-- Document section follows --

This of course leads into a broader discussion about the theme of revenge. An idea, which, Part II possesses an entirely fanciful understanding of.
Human beings act in a reliably self-interested way. And virtually everyone understands that revenge quests go horribly wrong and end up getting those who embark on them killed. Traditionally, revenge had its place in honor cultures. In other words, in places where the reward for pursuing revenge was worth the substantial risk.
There is no such honor culture in the world of The Last of Us, rather characters pursue vengeance for the same reason that Batman does: trauma. This undermines almost entirely the moral lesson we’re intended to take away from Part II. If Ellie’s need for revenge stems from a compulsion, then she really can’t be held entirely accountable for her actions. Part II wants to have it both ways and in so doing achieves neither realism nor fantasy.
What worked in The Last of Us
By the end of Part II’s lengthy campaign, you’ll know that there’s really only one element that truly worked in The Last of Us: the relationship between Joel and Ellie.
The growing bond and changing dynamic between the two characters was so effective in The Last of Us that it glossed over many of the same issues that, out from underneath the veneer of its central protagonists, glare in radiant detail in Part II.
A forty-minute flashback scene in Part II recounting a birthday surprise Joel gave Ellie possessed more weight and genuine emotion than the other nineteen hours of the game combined. And it occurred to me then that without Ellie’s humor and childlike innocence — the discussions between her and her adoptive father — the world of the The Last of Us is a dreary, hyper-violent, and boring place. Watching Ellie experience the world in wonder gave us, much like Joel, hope. I realize now that it wasn’t how dark The Last of Us was that attracted fans_._ But how brightly it shone in those quiet moments of innocence.
The Last of Us was lightning in a bottle. Perhaps not even that. Looking back now, it occurs to me that there were several weak places in the game, all punctuated by the same lack of Joel and Ellie.
The dynamic between the two characters was the beating heart of the story. And I imagine that in the course of development for Part II, Naughty Dog probably sensed this.

-- Document section concluded --

Exercise details ->
Write what comes next in the commentary on The Last of Us Part II, starting after its final sentence. The rows are separate material, apart from the commentary on The Last of Us Part II.

-- Records follows --

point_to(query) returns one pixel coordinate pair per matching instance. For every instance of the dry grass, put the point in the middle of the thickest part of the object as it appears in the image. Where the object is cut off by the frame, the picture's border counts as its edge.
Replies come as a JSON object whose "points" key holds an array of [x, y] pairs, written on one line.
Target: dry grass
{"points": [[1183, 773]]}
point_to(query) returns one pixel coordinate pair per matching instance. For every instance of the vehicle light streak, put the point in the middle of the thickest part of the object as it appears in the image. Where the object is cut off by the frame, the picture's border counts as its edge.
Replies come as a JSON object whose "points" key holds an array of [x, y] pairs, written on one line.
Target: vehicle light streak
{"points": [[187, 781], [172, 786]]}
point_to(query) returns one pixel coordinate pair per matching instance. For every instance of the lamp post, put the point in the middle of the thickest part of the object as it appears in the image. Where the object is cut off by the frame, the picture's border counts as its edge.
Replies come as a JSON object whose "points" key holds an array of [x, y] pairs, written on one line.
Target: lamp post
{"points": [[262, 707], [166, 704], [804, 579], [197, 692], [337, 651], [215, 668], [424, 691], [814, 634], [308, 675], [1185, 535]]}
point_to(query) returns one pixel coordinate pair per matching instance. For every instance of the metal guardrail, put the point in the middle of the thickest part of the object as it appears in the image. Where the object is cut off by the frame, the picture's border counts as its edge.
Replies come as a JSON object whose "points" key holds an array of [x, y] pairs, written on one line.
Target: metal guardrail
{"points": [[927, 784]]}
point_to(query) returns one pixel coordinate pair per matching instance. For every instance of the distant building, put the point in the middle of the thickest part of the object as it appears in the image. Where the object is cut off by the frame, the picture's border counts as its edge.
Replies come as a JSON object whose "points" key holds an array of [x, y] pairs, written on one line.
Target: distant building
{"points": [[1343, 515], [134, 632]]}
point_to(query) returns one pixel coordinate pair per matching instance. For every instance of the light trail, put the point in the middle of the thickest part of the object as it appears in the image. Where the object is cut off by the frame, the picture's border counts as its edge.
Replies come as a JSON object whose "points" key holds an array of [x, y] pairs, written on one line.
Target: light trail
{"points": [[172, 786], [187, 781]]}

-- Records concluded --

Written response ->
Druckmann once said that he would never follow up The Last of Us unless he had a story he thought was worthy. He believed, mistakenly, what I had until Part II, that it was the narrative of The Last of Us which made it so great.
The truth is now undeniable. It was the characters doing all the heavy lifting, and by that measure, just two: a traumatized, grizzled ex-father and his mischievous adopted daughter.
Regrettably, the debate around The Last of Us Part II will focus mainly on its inclusion of characters from marginalized groups. This is nonsense, as a great story can be told with any characters. There’s no reason great art can’t come from creators aiming to be representational. The simple truth is that the characters in Part II simply aren’t as likable or relatable as Joel and Ellie.
It happens. If art were predictable and easy, then it wouldn’t be art. Sequels are often disappointing, but rarely I think in such an illustrative way as The Last of Us Part II. One that so thoroughly demonstrates the strengths and weaknesses of the franchise.
I will always hold The Last of Us in high regard. It was a story I latched onto during a pivotal time in my life. And it changed, in a very small way, how I saw the world. The characters were as real to me as those I’ve encountered in fiction and film, and that’s no small thing.
But in 2020, and with Part II in the books, I think it’s safe to say: the series best days will continue to be behind it.